_Aim_: Return all of the entries below word for word, keeping every line as it is.

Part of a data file

________________________

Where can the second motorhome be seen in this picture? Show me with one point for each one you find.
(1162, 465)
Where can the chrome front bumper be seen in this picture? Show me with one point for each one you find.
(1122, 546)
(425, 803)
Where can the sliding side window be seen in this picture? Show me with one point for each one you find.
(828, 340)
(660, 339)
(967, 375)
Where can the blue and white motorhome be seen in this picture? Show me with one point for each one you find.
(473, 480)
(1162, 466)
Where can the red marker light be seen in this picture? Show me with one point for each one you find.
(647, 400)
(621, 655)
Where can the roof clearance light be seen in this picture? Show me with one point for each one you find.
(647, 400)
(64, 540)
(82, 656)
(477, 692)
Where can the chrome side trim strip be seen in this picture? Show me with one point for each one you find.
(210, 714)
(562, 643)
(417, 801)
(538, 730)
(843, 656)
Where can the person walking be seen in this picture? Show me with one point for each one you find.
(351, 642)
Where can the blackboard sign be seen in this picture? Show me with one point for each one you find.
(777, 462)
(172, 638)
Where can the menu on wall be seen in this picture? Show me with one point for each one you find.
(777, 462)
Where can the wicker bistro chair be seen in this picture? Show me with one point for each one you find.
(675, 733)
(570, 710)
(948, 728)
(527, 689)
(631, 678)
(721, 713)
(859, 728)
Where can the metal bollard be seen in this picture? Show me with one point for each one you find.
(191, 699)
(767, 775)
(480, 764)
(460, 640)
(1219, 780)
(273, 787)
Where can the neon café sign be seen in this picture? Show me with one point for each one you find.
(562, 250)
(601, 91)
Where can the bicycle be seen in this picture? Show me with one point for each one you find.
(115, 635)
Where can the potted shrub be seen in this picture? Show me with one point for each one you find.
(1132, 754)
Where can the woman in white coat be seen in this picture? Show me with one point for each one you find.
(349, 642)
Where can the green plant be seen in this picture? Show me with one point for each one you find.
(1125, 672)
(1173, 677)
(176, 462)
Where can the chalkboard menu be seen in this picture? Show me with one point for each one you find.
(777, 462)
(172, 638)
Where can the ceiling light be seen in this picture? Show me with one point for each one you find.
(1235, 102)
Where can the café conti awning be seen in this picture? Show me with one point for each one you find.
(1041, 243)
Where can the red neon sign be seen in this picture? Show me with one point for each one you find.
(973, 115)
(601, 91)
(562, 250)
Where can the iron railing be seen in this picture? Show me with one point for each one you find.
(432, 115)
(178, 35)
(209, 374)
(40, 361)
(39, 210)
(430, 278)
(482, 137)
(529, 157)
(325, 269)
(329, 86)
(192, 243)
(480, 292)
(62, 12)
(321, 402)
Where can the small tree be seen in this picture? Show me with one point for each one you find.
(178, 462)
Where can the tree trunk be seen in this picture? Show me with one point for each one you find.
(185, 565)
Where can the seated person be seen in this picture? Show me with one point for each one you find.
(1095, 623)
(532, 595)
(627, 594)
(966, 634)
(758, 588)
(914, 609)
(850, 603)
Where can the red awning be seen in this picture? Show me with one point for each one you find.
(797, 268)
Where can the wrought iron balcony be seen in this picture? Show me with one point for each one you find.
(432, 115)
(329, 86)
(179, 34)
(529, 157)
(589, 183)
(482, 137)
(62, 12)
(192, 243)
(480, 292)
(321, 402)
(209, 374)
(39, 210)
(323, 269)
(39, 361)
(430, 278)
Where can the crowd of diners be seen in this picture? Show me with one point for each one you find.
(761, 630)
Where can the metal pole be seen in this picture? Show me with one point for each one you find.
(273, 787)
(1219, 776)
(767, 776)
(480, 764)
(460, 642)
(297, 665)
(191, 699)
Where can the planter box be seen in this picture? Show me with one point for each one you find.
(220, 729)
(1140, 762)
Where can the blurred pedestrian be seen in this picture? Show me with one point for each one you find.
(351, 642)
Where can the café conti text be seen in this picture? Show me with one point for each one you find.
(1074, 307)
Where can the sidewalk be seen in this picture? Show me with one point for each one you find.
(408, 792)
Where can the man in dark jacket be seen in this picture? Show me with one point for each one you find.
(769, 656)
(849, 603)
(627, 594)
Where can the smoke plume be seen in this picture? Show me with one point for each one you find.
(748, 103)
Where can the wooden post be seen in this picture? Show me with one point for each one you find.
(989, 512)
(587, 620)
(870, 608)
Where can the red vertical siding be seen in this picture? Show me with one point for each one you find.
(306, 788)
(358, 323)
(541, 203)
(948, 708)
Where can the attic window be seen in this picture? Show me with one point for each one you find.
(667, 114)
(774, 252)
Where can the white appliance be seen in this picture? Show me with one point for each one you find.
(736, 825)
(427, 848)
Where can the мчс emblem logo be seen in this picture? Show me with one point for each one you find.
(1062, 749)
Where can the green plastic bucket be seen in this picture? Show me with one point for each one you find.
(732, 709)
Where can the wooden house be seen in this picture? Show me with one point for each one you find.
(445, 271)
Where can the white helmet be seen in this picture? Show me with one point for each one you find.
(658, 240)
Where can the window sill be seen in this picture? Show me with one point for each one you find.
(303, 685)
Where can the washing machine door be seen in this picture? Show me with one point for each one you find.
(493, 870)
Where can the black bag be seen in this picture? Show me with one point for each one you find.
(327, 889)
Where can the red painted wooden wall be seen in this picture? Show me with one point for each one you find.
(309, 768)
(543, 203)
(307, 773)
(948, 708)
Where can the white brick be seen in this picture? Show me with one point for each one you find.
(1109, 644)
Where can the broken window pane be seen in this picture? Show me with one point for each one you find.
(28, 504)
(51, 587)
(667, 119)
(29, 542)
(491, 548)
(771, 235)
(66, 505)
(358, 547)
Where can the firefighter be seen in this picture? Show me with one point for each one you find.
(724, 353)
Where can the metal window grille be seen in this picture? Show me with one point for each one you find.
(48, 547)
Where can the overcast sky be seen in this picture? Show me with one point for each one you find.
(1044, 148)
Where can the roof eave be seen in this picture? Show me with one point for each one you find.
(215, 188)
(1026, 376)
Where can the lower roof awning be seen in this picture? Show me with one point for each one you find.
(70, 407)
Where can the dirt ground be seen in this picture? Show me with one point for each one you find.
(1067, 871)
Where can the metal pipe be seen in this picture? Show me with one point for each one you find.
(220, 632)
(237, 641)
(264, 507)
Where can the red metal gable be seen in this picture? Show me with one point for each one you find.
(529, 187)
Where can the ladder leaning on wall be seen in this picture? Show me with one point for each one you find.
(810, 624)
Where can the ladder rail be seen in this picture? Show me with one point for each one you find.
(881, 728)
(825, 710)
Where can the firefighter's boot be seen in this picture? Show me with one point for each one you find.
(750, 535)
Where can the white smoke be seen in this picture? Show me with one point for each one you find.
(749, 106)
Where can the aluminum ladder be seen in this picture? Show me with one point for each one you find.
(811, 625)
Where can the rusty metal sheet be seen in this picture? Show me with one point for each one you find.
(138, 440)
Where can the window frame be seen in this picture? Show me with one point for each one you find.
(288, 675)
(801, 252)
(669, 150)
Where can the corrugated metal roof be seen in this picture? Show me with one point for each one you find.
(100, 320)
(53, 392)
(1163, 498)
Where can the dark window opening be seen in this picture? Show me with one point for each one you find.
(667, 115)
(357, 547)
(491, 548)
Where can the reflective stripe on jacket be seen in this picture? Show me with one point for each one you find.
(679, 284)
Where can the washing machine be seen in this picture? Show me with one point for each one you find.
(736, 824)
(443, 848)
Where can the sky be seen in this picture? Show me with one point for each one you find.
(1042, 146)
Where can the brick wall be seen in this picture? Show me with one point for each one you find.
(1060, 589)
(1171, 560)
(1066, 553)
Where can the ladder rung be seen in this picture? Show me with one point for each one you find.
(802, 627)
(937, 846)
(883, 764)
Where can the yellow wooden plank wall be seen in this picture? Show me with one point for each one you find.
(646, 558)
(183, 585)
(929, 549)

________________________

_In response_:
Where can the second motorhome be seen in this picture? Show me with one point for each one you find.
(1162, 465)
Where can the chrome front bumper be seen in this picture? Show me with one point for each one you find.
(1122, 546)
(425, 803)
Where can the sliding side window be seen in this picture? Show me with one point for each one you find.
(828, 340)
(660, 339)
(967, 375)
Where can the blue and white motorhome be seen in this picture? Show me with one point for each one you find.
(473, 480)
(1162, 466)
Where can the red marker light be seen in this picture? Show me with one point for each one you find.
(647, 400)
(621, 655)
Where can the roof clearance light be seen in this picture? Show me with one point for each one you find.
(647, 400)
(64, 540)
(82, 656)
(477, 692)
Where can the chrome side trim strip be seen in this picture? Show me with one point for each one you find.
(210, 714)
(562, 643)
(417, 801)
(538, 730)
(843, 656)
Where can the person walking be seen in this picture? Show me with one point for each one you find.
(351, 642)
Where can the blackboard sign be seen in this picture? Show me with one point for each one you find.
(777, 462)
(172, 638)
Where can the menu on wall be seen in this picture? Show me with one point for each one you find.
(777, 462)
Where can the wicker bistro chair be seen in this picture? Show me with one point for each one you find.
(675, 733)
(570, 710)
(948, 728)
(527, 689)
(631, 678)
(721, 713)
(859, 728)
Where can the metal bollard be seen in this picture? Show me with one point for each one you find.
(191, 699)
(767, 775)
(480, 764)
(460, 640)
(1219, 780)
(273, 787)
Where can the neon café sign be seen in this picture? Show me with one point for each one you find.
(562, 250)
(601, 91)
Where can the bicycle be seen in this picture? Show me with one point for each one you find.
(115, 635)
Where can the potted shrub be seen in this picture? Show me with one point for each one you find.
(1132, 754)
Where can the woman in white coat be seen in this picture? Show me with one point for each one you find.
(349, 642)
Where can the green plant be seen in this picture? Show me with one point for each one you find.
(1125, 672)
(1173, 677)
(176, 462)
Where can the chalkboard menu be seen in this picture? Show me with one point for each one you find.
(777, 462)
(172, 638)
Where can the ceiling light be seen in this picture? Show me with one point for each one you find.
(1235, 102)
Where can the café conti awning be seen in this picture? Show me with one point for each one you find.
(1041, 243)
Where can the red neon sign be seen in this picture? Show me with one point for each one you find.
(973, 115)
(601, 91)
(562, 250)
Where can the iron railing be seen in this picture? Show me with one point for each one you find.
(432, 115)
(178, 35)
(209, 374)
(40, 361)
(39, 210)
(430, 278)
(482, 137)
(529, 157)
(325, 269)
(329, 86)
(192, 243)
(480, 292)
(62, 12)
(321, 402)
Where can the small tree be seen in this picture? Show me with one point for each one you find.
(178, 462)
Where can the tree trunk be seen in this picture? Show me with one point for each one you find.
(185, 565)
Where can the seated person be seen in this picture? Show me with one point for each one you find.
(1095, 623)
(532, 595)
(627, 594)
(966, 634)
(758, 588)
(914, 609)
(850, 603)
Where can the red awning be seen in this picture? Show me with one point for each one you find.
(797, 268)
Where can the wrought iron balcony be seen in this picture? Show me with one point for each one you find.
(432, 115)
(329, 86)
(179, 34)
(529, 157)
(589, 183)
(482, 137)
(62, 12)
(192, 243)
(480, 292)
(321, 402)
(209, 374)
(39, 210)
(323, 269)
(39, 361)
(430, 278)
Where can the crowd of diners be seen in this picture? Show me with one point for each one you find.
(761, 630)
Where can the metal pole be seen in this picture? Show me with one point for each one you find.
(273, 787)
(1219, 776)
(767, 776)
(480, 764)
(460, 642)
(297, 665)
(191, 699)
Where can the planter box be seen in this picture? Show me with one point for each one you find.
(220, 729)
(1140, 762)
Where can the blurred pedestrian be seen in this picture? Show me with one point for each one you find.
(351, 642)
Where can the café conti text be seen in this picture? Show me with one point for each one you find.
(1074, 307)
Where can the sidewalk be seen in this picture? Show me with one point for each one you find.
(408, 792)
Where can the man in dark jacket be seen in this picture? Show me with one point for each one you find.
(769, 656)
(849, 603)
(627, 594)
Where can the smoke plume be seen in this picture? Show me with one point for each one you find.
(748, 103)
Where can the wooden post be seen in this picture? Show me with one point for each one you find.
(989, 512)
(587, 620)
(870, 608)
Where can the red vertical siding be seen in this picture? Show me with one point for each one you find.
(306, 788)
(358, 323)
(541, 203)
(948, 708)
Where can the attic window be seen in this picture? Show me with one point for each one you find.
(667, 114)
(774, 252)
Where can the white appliance be seen in this picture? Show me with one point for each one you find.
(736, 825)
(427, 848)
Where can the мчс emblem logo be seen in this picture? Show me with one point for each one you find.
(1062, 749)
Where can the green plastic bucket be seen in this picture? Show me with one point for each one you find.
(732, 709)
Where can the wooden house be seen in this picture? Show me with one point for each one you find.
(445, 271)
Where can the white helmet be seen in this picture? Show me with one point for each one you find.
(658, 240)
Where can the window sill be seen in this picture? Show me with one point for each one you find.
(303, 685)
Where can the washing machine door be seen in this picture? Show me with one point for each one you find.
(493, 870)
Where can the black bag be seen in this picture? Show me with one point for each one you find.
(327, 889)
Where can the red painted wooden wall be seen in this picture? Show me with one point for each one you find.
(309, 768)
(543, 203)
(307, 773)
(948, 708)
Where can the white brick be seen in this picture? Show me with one point for each one you find.
(1109, 644)
Where can the broken window pane be seen in this picture? Show me with one point for each one you find.
(28, 504)
(51, 587)
(667, 119)
(29, 542)
(491, 548)
(771, 235)
(66, 505)
(358, 547)
Where can the firefighter be seen in this picture? Show me with one point for each one you find.
(724, 353)
Where can the metal window grille be seen in this picture? Show me with one point for each one you find.
(48, 547)
Where can the overcast sky be seen in this picture? Show me with one point for each one you find.
(1044, 148)
Where can the roof eave be seen in this picture? Show me with one point for each one you find.
(215, 188)
(1026, 376)
Where can the lower roof awning be seen in this picture? Show me with one point for each one you find.
(70, 407)
Where can the dirt ground be seen in this picture? Show me with one point for each one you find.
(1067, 871)
Where can the metal pipe be seen in this picture? Show me with one point for each one you find.
(220, 632)
(237, 641)
(264, 507)
Where can the red metal gable be seen in this picture? Show me with one point for each one you find.
(529, 187)
Where can the ladder leaning on wall be seen in this picture? Show me with one point for each one you find.
(810, 624)
Where can the ladder rail be seen in this picture? Show me with one point for each one you find.
(881, 728)
(825, 710)
Where can the firefighter's boot be seen in this picture? Show me with one point for each one you find.
(750, 535)
Where can the white smoke be seen in this picture? Show me with one point for each one you find.
(749, 106)
Where can the aluminum ladder be seen in this picture? Show me with one point for each one you find.
(811, 625)
Where can the rusty metal sheet be seen in this picture? Show me with one point for each one you find.
(138, 440)
Where can the window frame be seen in this picture? Show me with one point for each one you find.
(288, 675)
(801, 252)
(669, 150)
Where can the corrugated metal roof be seen in this picture? Show me with one point for each one you find.
(100, 320)
(53, 392)
(1163, 498)
Where can the dark window opening be seen in this picture? Show me with one point for each one you find.
(667, 115)
(357, 547)
(491, 548)
Where can the reflective stripe on jacket be seen in this picture? Show me with one point for each one you find.
(679, 284)
Where can the washing machine be seen in this picture? Show me with one point for each one you find.
(736, 824)
(443, 848)
Where can the sky be seen in this picture? Show me with one point for each one you find.
(1042, 146)
Where can the brick wall be seen in this picture? Show me with one point for each one you find.
(1060, 589)
(1171, 560)
(1066, 553)
Where can the ladder rung be seen in this picture? Show me with one point for each one you find.
(802, 627)
(937, 846)
(883, 764)
Where can the yellow wooden plank wall be seen in this picture? Show me with one point for each one you find.
(646, 558)
(183, 585)
(929, 549)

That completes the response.